───── Material provided ─────

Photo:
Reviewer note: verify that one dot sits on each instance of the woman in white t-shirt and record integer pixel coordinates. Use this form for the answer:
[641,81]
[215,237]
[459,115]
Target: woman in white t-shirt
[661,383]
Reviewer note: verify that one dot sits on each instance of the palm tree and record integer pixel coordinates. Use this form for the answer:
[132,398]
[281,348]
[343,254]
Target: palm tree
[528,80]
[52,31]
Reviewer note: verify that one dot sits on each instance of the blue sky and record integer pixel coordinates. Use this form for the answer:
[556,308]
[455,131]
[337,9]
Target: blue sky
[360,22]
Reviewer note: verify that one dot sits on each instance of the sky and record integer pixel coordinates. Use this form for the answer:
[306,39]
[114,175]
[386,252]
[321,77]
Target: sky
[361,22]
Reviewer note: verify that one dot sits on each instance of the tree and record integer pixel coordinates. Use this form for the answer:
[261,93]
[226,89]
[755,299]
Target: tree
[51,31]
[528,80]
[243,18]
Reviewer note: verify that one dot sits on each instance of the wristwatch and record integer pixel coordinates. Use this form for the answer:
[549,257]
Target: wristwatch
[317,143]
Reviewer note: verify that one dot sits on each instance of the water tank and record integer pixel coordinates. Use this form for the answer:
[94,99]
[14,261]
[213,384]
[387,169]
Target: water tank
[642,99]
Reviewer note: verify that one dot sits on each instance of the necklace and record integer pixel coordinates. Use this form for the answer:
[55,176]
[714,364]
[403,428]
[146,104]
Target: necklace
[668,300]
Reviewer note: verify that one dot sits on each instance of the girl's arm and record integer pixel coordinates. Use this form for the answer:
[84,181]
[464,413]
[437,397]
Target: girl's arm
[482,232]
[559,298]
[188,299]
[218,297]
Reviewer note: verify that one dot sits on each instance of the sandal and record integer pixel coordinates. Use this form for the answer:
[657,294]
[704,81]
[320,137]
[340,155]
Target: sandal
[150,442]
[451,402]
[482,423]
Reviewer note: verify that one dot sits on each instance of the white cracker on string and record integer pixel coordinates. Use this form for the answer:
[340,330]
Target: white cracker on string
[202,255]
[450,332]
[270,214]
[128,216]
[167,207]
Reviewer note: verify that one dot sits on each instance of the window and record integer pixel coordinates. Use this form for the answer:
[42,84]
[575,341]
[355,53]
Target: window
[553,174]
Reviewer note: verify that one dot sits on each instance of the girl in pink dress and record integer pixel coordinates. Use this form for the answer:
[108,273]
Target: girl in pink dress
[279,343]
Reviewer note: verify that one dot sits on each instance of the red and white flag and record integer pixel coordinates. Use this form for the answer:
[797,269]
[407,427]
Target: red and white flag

─────

◆ **Work task**
Filter the records for the word "flag" and show every line that has it.

◆ **Output for this exercise**
Reviewer note: verify that one dot sits on each instance of the red and white flag and record integer pixel coordinates. Use this form for the answer:
Target: red and white flag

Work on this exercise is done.